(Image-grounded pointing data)
··········

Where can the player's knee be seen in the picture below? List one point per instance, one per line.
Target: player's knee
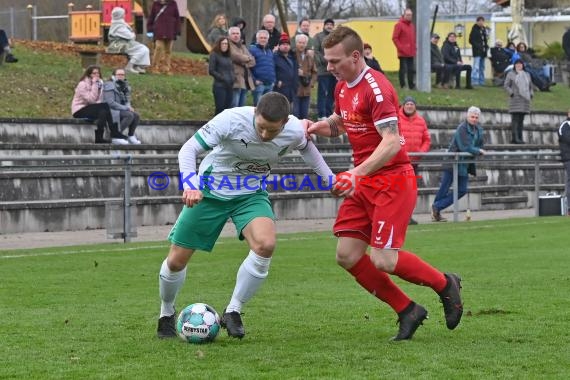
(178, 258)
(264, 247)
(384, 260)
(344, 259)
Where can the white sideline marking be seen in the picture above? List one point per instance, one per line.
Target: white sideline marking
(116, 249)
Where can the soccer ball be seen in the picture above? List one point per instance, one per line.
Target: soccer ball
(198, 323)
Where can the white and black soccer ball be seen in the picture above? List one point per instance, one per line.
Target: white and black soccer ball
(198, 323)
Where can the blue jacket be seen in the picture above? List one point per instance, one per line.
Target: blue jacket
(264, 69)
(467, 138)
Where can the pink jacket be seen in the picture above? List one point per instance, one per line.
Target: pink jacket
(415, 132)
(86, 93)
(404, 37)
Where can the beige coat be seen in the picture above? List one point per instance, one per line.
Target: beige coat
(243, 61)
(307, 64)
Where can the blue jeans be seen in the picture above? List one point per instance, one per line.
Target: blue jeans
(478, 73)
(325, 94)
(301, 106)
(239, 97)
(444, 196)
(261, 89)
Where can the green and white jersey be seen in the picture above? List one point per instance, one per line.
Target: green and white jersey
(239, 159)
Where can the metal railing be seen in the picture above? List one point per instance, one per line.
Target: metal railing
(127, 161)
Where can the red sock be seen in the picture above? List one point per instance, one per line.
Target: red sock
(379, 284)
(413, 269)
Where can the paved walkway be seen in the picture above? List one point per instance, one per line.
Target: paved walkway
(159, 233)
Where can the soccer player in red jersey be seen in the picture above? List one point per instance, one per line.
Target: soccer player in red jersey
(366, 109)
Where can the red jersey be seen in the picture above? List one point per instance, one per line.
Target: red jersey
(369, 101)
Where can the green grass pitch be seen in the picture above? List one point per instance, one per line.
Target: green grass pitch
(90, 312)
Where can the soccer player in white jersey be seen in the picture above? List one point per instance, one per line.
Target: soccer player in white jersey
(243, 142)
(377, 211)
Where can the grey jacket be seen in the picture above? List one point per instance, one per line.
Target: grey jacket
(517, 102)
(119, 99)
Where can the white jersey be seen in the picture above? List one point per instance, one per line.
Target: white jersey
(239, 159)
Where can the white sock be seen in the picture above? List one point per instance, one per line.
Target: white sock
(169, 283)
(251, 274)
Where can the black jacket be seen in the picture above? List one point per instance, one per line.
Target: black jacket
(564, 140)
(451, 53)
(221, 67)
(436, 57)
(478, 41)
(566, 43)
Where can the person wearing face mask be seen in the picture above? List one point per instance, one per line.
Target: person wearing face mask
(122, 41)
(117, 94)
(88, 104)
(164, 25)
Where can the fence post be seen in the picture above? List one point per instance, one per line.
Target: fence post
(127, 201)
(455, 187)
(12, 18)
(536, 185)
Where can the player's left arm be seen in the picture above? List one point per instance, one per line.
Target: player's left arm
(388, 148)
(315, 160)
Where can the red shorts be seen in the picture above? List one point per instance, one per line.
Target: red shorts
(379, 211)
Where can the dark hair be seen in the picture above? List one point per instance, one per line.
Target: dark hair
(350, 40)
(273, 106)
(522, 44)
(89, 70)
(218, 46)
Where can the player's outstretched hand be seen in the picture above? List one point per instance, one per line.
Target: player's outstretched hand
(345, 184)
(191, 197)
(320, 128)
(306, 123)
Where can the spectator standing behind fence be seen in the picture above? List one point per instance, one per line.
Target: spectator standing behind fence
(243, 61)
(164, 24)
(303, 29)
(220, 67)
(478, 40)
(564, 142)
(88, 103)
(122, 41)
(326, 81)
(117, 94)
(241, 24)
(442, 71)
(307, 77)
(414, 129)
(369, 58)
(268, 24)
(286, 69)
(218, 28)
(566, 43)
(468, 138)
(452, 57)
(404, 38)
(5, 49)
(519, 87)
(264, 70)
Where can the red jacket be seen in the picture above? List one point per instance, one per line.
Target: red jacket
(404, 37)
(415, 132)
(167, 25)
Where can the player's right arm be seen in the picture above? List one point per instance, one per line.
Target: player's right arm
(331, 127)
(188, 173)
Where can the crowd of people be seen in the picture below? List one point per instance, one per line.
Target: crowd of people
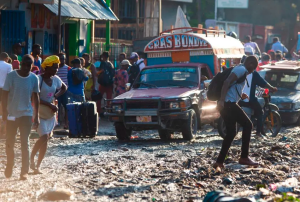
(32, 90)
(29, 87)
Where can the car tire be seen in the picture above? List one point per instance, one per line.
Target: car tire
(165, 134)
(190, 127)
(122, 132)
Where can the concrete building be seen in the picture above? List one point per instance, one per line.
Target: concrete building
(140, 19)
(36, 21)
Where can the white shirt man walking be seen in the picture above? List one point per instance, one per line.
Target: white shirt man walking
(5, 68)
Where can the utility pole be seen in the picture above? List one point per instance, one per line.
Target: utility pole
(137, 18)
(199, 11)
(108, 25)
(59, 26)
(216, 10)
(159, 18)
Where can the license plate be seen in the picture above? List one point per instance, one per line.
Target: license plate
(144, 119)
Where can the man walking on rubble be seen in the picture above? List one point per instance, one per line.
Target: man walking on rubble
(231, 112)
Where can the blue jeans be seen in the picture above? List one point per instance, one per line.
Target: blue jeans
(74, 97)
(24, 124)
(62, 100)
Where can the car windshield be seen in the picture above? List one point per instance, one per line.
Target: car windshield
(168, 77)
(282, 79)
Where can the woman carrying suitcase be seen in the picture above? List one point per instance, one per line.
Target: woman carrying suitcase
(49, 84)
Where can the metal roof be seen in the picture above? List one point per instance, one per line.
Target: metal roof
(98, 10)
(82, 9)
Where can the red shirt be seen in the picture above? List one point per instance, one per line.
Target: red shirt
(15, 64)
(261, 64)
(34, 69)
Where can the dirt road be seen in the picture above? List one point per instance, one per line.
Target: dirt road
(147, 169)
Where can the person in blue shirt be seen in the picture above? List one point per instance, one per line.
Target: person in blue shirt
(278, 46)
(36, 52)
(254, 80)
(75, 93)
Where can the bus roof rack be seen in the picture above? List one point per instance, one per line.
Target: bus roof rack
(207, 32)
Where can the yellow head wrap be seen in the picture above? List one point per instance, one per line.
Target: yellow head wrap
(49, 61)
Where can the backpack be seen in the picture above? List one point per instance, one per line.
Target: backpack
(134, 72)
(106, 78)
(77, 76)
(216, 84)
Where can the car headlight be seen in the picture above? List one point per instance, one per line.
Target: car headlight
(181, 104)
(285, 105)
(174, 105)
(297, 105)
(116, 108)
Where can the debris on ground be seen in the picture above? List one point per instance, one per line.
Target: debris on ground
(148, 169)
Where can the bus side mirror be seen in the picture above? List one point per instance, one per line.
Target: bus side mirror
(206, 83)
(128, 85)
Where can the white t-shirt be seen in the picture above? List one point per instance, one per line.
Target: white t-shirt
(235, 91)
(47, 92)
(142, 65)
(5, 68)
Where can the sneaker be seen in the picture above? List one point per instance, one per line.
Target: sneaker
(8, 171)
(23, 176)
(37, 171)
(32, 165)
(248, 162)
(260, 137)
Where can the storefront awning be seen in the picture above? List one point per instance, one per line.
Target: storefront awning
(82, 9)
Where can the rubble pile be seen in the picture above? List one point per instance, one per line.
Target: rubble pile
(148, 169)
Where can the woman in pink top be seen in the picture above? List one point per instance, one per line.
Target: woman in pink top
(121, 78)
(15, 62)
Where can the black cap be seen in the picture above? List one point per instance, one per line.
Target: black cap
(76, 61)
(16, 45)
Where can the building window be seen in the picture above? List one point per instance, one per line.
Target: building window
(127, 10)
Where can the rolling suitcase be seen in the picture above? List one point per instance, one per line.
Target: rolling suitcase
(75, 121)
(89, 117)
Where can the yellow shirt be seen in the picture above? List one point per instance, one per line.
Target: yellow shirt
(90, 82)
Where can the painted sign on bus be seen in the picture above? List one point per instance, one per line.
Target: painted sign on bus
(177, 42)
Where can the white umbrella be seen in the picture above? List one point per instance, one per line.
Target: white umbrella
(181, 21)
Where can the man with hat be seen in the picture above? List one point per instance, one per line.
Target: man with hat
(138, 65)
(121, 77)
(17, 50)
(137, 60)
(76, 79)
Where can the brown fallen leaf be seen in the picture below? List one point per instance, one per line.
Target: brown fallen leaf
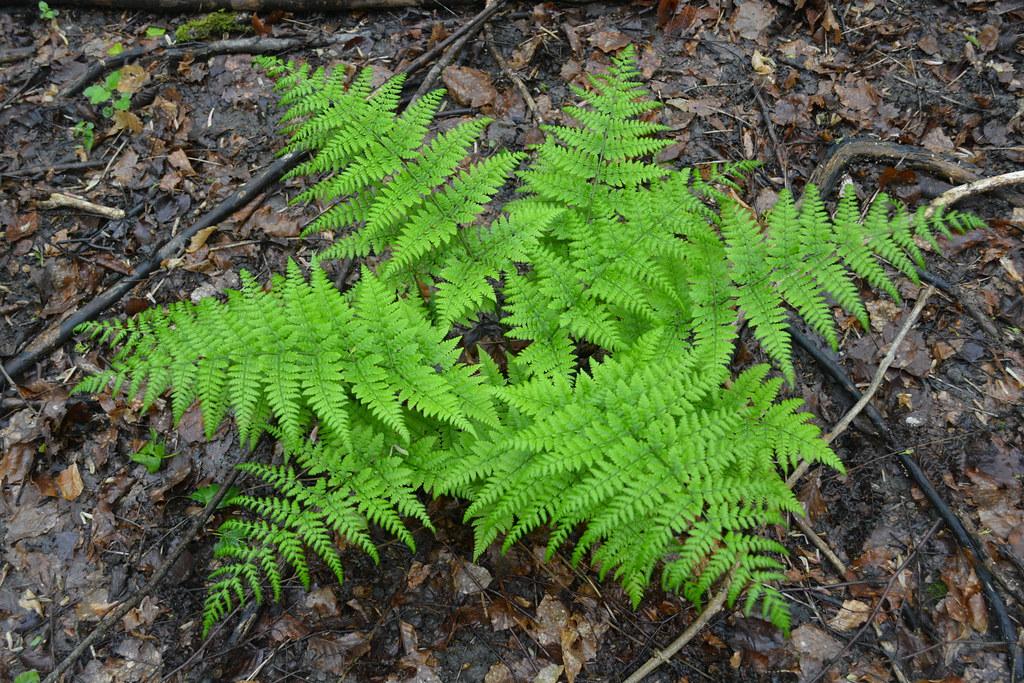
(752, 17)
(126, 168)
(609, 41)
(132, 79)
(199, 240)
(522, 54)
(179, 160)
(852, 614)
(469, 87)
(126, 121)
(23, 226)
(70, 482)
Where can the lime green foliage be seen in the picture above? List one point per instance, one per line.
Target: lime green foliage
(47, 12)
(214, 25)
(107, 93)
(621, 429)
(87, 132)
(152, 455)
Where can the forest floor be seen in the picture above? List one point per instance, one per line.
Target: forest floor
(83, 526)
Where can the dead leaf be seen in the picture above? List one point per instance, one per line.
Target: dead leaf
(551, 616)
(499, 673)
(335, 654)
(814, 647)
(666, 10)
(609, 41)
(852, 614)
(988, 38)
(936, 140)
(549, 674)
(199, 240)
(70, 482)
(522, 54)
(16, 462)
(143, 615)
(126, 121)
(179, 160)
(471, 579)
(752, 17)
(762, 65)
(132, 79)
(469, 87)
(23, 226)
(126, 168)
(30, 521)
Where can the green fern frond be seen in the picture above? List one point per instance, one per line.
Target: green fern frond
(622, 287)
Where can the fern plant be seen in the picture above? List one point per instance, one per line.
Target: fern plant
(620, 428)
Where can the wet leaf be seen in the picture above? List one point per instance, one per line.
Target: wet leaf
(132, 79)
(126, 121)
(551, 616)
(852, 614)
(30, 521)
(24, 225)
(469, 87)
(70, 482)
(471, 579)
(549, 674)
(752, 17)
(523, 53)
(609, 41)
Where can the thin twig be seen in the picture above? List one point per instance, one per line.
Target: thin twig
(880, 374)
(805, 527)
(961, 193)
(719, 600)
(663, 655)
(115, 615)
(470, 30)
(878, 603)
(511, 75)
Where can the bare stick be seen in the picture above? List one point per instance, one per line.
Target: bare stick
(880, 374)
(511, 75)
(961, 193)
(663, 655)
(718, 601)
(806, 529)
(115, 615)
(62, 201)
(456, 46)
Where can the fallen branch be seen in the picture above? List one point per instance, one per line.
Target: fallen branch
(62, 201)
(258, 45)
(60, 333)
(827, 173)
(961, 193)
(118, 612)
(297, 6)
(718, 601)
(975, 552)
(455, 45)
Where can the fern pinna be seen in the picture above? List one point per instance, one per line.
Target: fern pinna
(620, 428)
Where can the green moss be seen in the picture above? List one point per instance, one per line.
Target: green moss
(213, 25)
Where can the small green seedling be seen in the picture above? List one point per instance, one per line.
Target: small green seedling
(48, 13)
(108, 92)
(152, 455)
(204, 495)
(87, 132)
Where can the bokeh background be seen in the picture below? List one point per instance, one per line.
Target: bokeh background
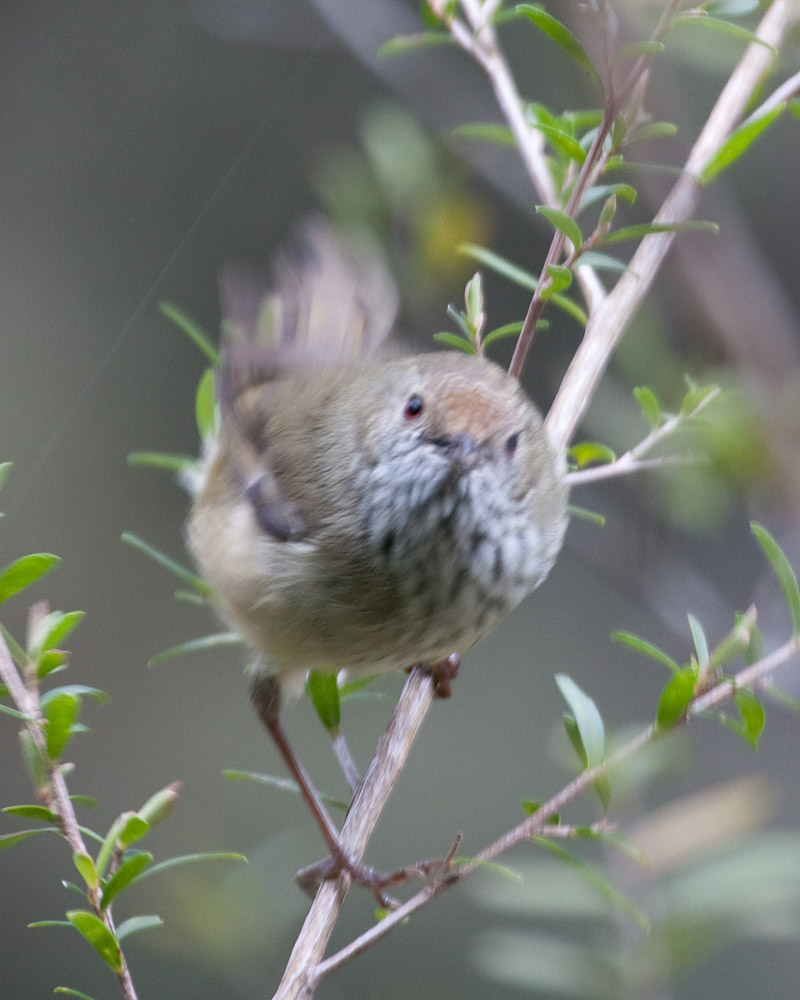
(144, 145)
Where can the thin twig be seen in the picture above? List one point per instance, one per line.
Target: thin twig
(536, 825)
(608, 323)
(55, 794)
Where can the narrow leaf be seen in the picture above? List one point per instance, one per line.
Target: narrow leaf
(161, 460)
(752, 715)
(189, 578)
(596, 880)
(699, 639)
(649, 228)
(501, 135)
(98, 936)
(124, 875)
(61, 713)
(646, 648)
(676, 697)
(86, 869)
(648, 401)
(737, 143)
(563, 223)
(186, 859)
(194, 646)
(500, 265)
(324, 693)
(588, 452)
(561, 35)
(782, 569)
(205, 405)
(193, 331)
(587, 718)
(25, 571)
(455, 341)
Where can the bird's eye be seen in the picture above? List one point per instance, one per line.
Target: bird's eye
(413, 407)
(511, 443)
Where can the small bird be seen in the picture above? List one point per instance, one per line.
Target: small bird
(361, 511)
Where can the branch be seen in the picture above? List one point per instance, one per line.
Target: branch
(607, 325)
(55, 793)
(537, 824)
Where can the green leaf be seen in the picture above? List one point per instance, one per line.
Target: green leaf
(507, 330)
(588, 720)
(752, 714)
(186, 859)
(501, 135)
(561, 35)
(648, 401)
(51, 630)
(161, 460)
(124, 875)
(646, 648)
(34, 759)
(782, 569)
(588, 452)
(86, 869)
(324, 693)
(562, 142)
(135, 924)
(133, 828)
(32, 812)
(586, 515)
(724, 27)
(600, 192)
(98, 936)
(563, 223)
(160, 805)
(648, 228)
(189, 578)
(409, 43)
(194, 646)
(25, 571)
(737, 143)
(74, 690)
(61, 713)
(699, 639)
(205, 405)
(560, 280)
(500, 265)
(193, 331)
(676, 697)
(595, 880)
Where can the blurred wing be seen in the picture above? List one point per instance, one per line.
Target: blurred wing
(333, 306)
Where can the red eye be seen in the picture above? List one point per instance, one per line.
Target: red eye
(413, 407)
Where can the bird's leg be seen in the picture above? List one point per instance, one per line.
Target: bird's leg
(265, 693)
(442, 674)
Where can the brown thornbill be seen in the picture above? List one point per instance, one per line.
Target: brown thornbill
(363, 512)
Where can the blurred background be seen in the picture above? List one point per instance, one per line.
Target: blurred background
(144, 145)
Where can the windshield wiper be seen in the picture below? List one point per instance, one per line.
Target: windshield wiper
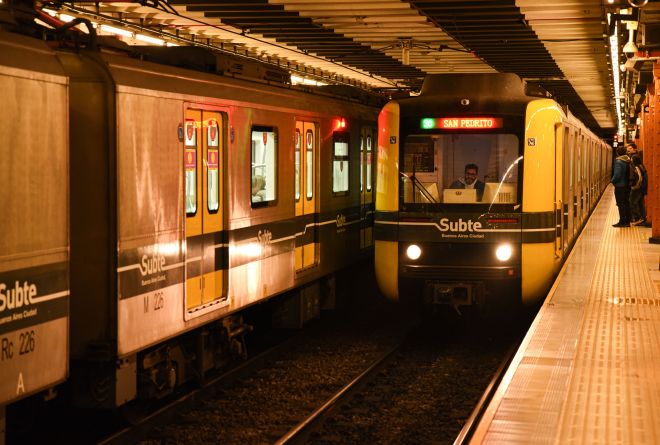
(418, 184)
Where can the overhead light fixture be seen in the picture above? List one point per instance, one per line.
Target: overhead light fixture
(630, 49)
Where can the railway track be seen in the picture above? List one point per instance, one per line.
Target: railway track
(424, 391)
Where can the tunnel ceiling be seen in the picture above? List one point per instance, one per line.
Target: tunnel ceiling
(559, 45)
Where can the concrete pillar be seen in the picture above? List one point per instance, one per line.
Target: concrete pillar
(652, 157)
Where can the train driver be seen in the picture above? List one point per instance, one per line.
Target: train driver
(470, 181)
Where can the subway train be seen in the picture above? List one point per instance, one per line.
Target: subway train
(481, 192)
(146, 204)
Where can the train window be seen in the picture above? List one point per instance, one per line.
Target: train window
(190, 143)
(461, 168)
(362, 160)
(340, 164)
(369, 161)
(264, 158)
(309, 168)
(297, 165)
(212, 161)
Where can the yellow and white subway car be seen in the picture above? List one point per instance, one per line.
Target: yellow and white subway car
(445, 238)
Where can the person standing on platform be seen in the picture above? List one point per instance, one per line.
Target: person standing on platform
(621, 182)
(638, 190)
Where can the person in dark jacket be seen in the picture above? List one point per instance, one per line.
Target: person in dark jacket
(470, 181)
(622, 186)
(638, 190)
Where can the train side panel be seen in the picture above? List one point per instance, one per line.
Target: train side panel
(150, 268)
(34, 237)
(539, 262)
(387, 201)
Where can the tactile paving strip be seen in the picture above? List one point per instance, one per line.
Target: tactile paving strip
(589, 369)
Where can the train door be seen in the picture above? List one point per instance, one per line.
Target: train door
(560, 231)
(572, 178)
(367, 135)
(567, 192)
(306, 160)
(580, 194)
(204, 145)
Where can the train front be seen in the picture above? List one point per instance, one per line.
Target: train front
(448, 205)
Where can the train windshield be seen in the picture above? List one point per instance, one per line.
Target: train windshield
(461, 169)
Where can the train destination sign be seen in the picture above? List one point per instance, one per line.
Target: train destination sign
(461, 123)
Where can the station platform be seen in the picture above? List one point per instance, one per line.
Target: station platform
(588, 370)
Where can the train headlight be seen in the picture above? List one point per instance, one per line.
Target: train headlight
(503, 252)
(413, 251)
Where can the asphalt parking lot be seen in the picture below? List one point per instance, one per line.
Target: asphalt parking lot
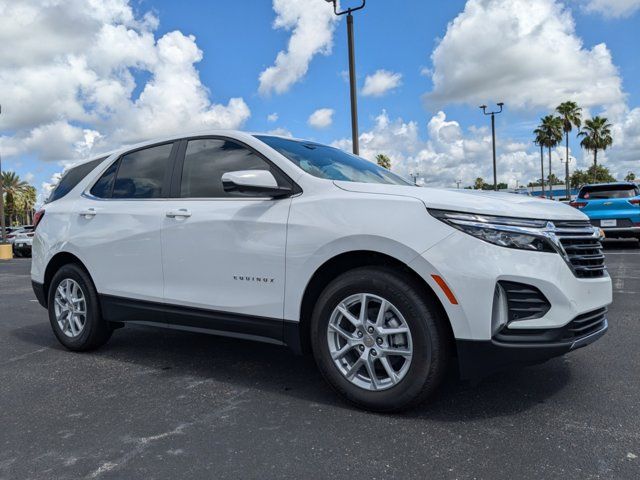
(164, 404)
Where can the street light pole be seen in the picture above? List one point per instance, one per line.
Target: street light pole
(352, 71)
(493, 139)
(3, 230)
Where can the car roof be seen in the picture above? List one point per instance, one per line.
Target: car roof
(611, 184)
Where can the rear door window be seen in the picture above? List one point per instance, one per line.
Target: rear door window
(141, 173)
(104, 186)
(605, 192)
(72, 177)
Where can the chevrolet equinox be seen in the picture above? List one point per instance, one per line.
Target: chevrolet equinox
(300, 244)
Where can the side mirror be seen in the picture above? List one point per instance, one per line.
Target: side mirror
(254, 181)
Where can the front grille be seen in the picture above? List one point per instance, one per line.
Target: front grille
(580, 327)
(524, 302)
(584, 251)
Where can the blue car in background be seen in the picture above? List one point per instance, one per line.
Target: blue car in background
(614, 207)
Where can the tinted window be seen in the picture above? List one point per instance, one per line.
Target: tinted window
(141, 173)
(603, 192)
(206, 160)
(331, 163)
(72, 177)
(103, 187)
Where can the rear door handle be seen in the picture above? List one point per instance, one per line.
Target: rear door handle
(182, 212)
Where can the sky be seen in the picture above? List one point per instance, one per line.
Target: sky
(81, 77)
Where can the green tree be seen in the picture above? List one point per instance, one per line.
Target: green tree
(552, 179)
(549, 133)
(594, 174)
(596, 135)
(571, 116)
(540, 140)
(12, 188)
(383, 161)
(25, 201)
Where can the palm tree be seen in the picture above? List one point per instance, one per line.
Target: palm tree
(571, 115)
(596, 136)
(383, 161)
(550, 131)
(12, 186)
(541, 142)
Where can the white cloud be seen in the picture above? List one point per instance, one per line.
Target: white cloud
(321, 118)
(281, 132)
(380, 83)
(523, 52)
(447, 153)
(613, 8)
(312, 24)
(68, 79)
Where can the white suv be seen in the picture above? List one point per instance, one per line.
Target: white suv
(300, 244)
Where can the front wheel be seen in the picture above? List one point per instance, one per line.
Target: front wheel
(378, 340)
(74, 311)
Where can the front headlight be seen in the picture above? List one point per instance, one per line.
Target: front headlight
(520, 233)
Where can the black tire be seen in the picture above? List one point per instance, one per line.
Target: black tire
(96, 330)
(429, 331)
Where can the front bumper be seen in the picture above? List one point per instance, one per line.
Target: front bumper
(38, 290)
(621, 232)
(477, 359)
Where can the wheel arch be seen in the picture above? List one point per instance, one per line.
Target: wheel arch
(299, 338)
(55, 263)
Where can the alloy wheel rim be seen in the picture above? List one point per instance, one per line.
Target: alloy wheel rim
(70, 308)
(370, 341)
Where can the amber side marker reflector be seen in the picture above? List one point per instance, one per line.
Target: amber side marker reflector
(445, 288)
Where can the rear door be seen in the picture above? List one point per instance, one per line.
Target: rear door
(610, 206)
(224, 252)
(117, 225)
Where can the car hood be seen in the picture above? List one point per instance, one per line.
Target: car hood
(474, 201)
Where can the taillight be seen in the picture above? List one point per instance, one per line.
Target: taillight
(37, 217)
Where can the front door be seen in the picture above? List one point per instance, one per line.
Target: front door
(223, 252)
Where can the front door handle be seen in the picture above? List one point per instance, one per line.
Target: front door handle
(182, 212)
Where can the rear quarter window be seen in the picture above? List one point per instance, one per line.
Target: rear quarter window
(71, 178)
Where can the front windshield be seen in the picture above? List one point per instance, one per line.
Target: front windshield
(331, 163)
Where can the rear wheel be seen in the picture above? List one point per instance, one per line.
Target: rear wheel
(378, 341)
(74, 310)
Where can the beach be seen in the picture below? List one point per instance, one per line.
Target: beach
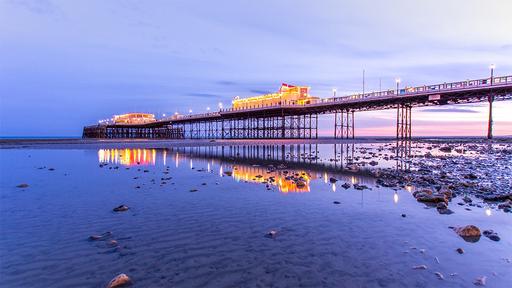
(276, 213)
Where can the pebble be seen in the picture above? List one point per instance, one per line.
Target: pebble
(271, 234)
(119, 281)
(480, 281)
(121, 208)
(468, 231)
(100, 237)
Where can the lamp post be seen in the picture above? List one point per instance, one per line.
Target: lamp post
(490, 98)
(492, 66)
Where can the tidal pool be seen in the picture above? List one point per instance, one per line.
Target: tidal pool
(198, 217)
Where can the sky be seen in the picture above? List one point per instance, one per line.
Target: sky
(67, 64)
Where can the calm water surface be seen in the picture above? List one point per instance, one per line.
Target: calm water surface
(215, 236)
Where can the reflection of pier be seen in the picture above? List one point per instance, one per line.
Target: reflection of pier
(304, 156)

··········

:: Exercise description ::
Show all lines from the entries that hold "below".

:: Problem solution ::
Where can the player's knee be seen in the picture below? List one point per instance, one per line.
Where can the crowd of people be seen in the picture below? List one point per instance, one per line.
Where can the brown fallen leaf be seen in the picture below? List one point per instance, one per line.
Where can the bokeh background be seen in the picture below? List one point per instance, one per line.
Where can the windshield wiper be seen in the picture below? List one point per instance, one per line.
Where can the asphalt parking lot be seen in the picture below? List one point per instance, one per line.
Where can the beach be seen in the picture below? List one point per instance, one per line.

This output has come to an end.